▶ _ТЕКСТ ДОКУМЕНТА_
Читаем Устами Буниных. Том 2. 1920-1953 полностью

Мы с Яном разъединены. Он в 7 номере, я в 10. Между нами Мережковские. […] Ян сразу переставил у себя все вещи. Я тоже быстро устроилась. Мы переехали еще до обеда. Мережковские — после, днем. Обедаем все за одним столом. Мережковские едят мало. З. Н. говорит, что она никак не привыкнет к еде после России при большевиках. […]


1/14 августа.

[…] Пришло известие о смерти Блока, умер от цынги. Уже появились некрологи. […]

Милюков написал о нем, что он «общепризнанный наследник Пушкина». Пушкин и Блок? […]

Вчера вечером мы с Яном расспрашивали З. Н. о Блоке, об его личной жизни. Она была хорошо с ним знакома. Сойтись с Блоком было очень трудно. Говорить с ним надо было намеками. […] З. Н. стихи Блока любит, но не все, а пьесы ей не нравятся. «Розу и Крест» считает даже слабой. «Балаганчик» тоже никогда не находила хорошим. Она показала свое стихотворение, переписанное рукой Блока. Почерк у него хороший. Я спросила о последней ее встрече с ним. Она была в трамвае. Блок поклонился ей и спросил: «Вы подадите мне руку?» — «Лично, да, но общественно между нами все кончено». Он спросил: «Вы собираетесь уезжать?» Она: «Да, ведь выбора нет: или нужно идти туда, где вы бываете, или умирать». Блок: «Ну, умереть везде можно».

▶ _Данные для разметки координат_
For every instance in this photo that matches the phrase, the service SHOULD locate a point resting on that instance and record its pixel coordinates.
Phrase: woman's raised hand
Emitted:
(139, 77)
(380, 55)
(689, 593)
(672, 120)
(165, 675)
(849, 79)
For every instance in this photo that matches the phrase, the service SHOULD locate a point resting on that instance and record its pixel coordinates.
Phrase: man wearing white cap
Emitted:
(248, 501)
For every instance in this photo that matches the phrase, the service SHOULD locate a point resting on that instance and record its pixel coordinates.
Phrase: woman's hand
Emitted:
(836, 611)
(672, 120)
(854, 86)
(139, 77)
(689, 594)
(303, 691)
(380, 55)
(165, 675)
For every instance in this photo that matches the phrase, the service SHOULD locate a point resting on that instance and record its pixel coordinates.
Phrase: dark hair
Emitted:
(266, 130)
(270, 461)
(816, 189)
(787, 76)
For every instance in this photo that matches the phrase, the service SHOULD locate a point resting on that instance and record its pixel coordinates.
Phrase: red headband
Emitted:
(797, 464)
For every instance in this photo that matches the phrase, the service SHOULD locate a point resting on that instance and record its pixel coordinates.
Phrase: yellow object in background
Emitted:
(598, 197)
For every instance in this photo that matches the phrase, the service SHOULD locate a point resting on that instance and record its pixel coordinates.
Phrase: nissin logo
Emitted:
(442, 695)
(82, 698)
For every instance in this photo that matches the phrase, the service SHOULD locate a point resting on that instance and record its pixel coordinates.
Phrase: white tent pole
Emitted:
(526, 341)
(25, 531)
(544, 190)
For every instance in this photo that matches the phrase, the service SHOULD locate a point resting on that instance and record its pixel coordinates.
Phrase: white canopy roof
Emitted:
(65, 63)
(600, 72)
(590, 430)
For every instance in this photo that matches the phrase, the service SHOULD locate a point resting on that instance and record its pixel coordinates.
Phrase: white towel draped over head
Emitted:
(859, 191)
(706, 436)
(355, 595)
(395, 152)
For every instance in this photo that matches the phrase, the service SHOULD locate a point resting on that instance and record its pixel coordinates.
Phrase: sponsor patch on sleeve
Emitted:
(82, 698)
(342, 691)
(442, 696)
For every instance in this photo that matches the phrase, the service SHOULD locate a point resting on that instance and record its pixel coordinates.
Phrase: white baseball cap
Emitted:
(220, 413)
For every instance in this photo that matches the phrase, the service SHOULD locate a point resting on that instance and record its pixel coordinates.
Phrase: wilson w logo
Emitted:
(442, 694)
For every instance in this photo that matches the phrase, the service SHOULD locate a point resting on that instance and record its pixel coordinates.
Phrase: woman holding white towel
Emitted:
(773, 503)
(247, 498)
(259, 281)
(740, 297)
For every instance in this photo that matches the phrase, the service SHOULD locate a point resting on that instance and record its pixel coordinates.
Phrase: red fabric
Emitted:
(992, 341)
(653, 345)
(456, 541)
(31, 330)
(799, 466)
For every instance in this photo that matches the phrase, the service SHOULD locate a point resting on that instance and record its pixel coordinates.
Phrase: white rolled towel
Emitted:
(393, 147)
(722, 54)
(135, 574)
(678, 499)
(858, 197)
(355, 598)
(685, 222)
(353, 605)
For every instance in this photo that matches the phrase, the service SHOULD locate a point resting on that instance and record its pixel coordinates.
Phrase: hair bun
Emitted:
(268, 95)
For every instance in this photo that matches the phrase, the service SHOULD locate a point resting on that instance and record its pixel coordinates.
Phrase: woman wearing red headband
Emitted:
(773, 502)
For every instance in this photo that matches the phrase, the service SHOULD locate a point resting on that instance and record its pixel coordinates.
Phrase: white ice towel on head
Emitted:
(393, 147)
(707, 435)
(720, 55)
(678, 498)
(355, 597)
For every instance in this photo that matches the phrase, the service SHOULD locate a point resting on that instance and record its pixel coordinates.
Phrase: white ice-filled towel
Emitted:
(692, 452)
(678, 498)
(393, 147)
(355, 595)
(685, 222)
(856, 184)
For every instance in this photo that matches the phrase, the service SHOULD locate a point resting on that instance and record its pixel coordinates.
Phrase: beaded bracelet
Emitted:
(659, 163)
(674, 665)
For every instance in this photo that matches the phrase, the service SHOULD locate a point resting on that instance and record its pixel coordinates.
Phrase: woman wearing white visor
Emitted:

...

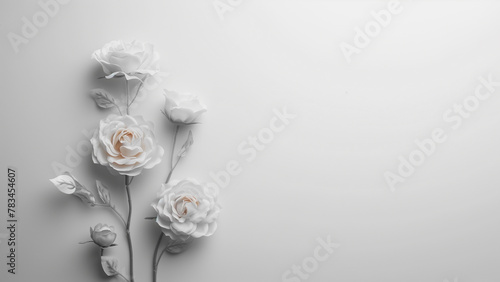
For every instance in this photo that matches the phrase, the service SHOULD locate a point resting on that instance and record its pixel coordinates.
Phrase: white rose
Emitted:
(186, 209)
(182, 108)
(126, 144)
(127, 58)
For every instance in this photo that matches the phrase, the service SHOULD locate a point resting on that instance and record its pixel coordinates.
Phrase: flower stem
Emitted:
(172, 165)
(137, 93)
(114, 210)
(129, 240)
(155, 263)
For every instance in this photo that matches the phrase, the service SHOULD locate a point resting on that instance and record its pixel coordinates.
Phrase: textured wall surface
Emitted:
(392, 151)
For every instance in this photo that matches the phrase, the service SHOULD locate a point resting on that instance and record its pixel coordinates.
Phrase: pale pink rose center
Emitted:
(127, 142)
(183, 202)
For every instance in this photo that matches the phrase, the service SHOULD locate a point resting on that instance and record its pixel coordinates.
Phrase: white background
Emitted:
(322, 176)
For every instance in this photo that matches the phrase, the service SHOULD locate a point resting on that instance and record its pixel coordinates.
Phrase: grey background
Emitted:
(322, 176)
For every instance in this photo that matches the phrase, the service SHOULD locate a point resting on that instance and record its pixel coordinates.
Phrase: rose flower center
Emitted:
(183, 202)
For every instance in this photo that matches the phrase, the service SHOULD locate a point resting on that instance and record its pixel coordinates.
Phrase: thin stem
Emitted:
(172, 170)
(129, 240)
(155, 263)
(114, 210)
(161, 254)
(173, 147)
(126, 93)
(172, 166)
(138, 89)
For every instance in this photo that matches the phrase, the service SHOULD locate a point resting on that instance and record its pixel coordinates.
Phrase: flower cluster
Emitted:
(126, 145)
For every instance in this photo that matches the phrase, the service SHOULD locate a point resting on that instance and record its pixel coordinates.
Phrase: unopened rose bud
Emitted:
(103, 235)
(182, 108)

▶ _ЧТО ТРЕБУЕТСЯ_
Воспроизведите без изменений фрагмент дневника, начиная со слов «Читаем Устами Буниных.» и заканчивая словами «1/14 августа.» включительно. Записи представляют собой отдельный материал.

▶ _РЕЗУЛЬТАТ ВЫПОЛНЕНИЯ_
Читаем Устами Буниных. Том 2. 1920-1953 полностью

Мы с Яном разъединены. Он в 7 номере, я в 10. Между нами Мережковские. […] Ян сразу переставил у себя все вещи. Я тоже быстро устроилась. Мы переехали еще до обеда. Мережковские — после, днем. Обедаем все за одним столом. Мережковские едят мало. З. Н. говорит, что она никак не привыкнет к еде после России при большевиках. […]


1/14 августа.